* START SOURCE EXCERPT *
That's why "ownership" is a bad model for this, and (to my knowledge) not really used in any privacy laws. They are not about who owns records, it's about who has which rights to them. Under GDPR, you do not own data about you a company has, but you have rights related to it.
Are you suggesting that the user should track their interactions themselves if they want to own a copy?
When Party A is a multibillion dollar corporation and Party B is an individual, the arguments can not be parallelized.
What if party A is a small business and party B is a litigious user movement? We can substitute values for A and B all day. At what point can we parallelize the arguments? Modern laws aren't defining that line which, in some cases while trying to solve their immediate problems, have unintended effects on the non-targets.
What makes them incomparable, in your view? The medium in which it's recorded? The ease with which it's recorded by Spotify? That the recording task is done in a different system than the client-server interaction? That Spotify has interactions with LOTS of people?
I get that they feel different, but every distinction I come up with feels like it either doesn't make sense applied uniformly. If I tracked songs in Excel, Spotify doesn't own that. If I automated tracking the songs I play, Spotify still doesn't own my recording. If I wrote down all my Spotify songs AND all my Skype messages AND all my texts, Spotify, Skype, and Verizon don't suddenly gain an ownership stake in what I've done.
> If I wrote down all my Spotify songs AND all my Skype messages AND all my texts, Spotify, Skype, and Verizon don't suddenly gain an ownership stake in what I've done.
Bringing up actual communication content is where you start to get onto shaky ground, though, especially considering, for example, the existence of "2 party consent" for recording of communications in some US jurisdictions.
* END SOURCE EXCERPT *
__WHAT TO DO__:
1: Could you write out, word for word, the part of the discussion about data ownership that opens with the words containing "Are you suggesting" and closes with "LOTS of people?"?
2: How would the discussion about data ownership go on after its final line? Continue it from there.
* START SUPPLIED ENTRIES *
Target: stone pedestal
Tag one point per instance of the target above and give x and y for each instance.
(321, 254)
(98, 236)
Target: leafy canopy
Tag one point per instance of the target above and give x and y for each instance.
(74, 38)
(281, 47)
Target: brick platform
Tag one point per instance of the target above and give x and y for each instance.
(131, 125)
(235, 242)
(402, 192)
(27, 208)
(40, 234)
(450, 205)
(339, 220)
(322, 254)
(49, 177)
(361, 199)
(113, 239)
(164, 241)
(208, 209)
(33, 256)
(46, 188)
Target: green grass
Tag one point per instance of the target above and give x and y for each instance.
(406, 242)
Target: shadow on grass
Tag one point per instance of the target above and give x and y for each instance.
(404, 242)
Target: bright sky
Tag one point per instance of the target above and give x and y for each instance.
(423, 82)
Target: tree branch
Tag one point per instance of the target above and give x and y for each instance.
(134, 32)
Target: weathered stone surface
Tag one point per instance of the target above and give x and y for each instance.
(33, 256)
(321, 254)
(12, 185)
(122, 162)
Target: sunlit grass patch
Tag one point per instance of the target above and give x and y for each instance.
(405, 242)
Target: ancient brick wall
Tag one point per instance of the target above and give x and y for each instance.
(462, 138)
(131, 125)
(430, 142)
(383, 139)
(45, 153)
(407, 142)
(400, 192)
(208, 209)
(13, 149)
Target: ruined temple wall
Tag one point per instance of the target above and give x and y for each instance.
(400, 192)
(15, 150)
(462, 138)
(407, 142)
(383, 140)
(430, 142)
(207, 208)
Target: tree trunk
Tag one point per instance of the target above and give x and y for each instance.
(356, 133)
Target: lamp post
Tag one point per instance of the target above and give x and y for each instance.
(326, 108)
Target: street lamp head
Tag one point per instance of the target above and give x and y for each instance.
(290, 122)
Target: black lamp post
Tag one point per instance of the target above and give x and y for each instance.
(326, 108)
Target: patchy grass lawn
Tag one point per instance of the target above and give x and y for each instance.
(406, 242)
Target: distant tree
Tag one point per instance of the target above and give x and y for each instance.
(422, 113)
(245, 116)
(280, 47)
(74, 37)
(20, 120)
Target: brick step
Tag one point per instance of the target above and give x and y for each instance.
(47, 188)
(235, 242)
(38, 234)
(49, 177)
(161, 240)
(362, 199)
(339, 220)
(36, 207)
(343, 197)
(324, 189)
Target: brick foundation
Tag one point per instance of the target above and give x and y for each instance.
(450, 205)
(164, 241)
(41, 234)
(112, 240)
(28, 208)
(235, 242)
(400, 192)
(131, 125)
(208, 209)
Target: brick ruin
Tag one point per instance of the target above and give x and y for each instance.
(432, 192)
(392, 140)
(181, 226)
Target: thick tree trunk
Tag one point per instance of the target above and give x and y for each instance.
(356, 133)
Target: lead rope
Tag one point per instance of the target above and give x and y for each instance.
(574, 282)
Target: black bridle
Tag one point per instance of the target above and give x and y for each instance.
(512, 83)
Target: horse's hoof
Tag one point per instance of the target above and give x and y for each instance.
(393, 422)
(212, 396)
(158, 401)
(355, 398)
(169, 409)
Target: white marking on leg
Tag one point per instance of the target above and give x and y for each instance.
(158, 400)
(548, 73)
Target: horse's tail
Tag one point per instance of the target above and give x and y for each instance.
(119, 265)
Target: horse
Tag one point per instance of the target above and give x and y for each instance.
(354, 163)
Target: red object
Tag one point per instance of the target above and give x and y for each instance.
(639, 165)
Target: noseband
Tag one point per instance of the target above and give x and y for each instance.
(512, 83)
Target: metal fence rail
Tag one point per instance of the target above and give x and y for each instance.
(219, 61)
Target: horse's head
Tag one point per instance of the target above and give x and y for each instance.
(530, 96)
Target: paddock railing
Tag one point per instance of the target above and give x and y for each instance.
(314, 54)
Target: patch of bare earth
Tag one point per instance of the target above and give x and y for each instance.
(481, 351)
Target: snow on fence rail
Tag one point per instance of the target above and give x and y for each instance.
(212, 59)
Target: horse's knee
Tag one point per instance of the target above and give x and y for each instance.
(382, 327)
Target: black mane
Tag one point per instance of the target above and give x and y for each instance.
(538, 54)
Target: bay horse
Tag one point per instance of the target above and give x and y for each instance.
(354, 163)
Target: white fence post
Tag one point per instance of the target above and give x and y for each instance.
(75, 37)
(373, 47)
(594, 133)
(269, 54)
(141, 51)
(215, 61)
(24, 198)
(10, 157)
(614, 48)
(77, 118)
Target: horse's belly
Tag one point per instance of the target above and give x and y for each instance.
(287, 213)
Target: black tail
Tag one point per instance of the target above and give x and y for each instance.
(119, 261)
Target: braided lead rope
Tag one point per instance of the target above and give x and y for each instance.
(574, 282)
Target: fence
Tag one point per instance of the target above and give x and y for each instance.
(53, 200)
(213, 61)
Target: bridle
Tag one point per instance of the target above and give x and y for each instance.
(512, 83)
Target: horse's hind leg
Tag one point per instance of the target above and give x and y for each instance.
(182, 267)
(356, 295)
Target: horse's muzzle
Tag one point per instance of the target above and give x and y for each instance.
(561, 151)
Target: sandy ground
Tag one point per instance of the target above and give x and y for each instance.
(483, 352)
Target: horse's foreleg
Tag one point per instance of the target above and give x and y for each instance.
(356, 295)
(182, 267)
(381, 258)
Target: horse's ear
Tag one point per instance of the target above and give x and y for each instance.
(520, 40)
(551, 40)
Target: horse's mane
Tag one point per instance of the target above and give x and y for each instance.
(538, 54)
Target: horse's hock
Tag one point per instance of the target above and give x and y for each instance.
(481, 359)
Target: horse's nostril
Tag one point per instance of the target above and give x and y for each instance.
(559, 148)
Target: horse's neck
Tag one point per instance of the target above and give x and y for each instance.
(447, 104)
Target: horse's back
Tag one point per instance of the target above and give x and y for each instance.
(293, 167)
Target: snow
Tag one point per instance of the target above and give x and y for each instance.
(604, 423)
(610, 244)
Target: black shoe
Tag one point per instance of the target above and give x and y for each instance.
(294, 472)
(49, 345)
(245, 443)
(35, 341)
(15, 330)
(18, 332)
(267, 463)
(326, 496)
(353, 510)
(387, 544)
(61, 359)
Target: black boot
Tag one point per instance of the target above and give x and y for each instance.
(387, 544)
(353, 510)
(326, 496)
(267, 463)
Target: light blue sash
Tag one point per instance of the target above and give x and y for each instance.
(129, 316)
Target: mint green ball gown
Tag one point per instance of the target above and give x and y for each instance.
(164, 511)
* END SUPPLIED ENTRIES *
__PER-TASK ANSWERS__:
1:
Are you suggesting that the user should track their interactions themselves if they want to own a copy?
When Party A is a multibillion dollar corporation and Party B is an individual, the arguments can not be parallelized.
What if party A is a small business and party B is a litigious user movement? We can substitute values for A and B all day. At what point can we parallelize the arguments? Modern laws aren't defining that line which, in some cases while trying to solve their immediate problems, have unintended effects on the non-targets.
What makes them incomparable, in your view? The medium in which it's recorded? The ease with which it's recorded by Spotify? That the recording task is done in a different system than the client-server interaction? That Spotify has interactions with LOTS of people?

2:
Although I believe that context is entirely for criminal, not civil matters, my point is that there's already a precedent, and a long-standing one predating "data", for the idea that all parties being recorded do, automatically, have a legal ("ownership" may not be the best word, as pointed out upthread) stake in that recording, regardless of which party did the recording or holds the record.
I suspect you used Skype and Verizon, specifically, because, as mere carriers of the communication, they're not really parties to the content that they carry. That doesn't really compare, though, since we're not talking about taping the Spotify songs themselves, and the "ownership" situation there is relatively much clearer, if only because the songs existed previously and aren't being created by the interaction itself.
Kind of: https://www.dataprotection.ie/docs/Data-Protection-CCTV/242....
You can make a subject access request for CCTV footage.
Whoa. You're right. This is kind of insanely low fee mandated.
> The data controller may charge up to €6.35 for responding to such a request and must respond within 40 days.
> This normally involves providing a copy of the footage in video format. ... Where stills are supplied, it would be necessary to supply a still for every second of the recording in which the requester's image appears in order to comply with the obligation to supply a copy of all personal data held.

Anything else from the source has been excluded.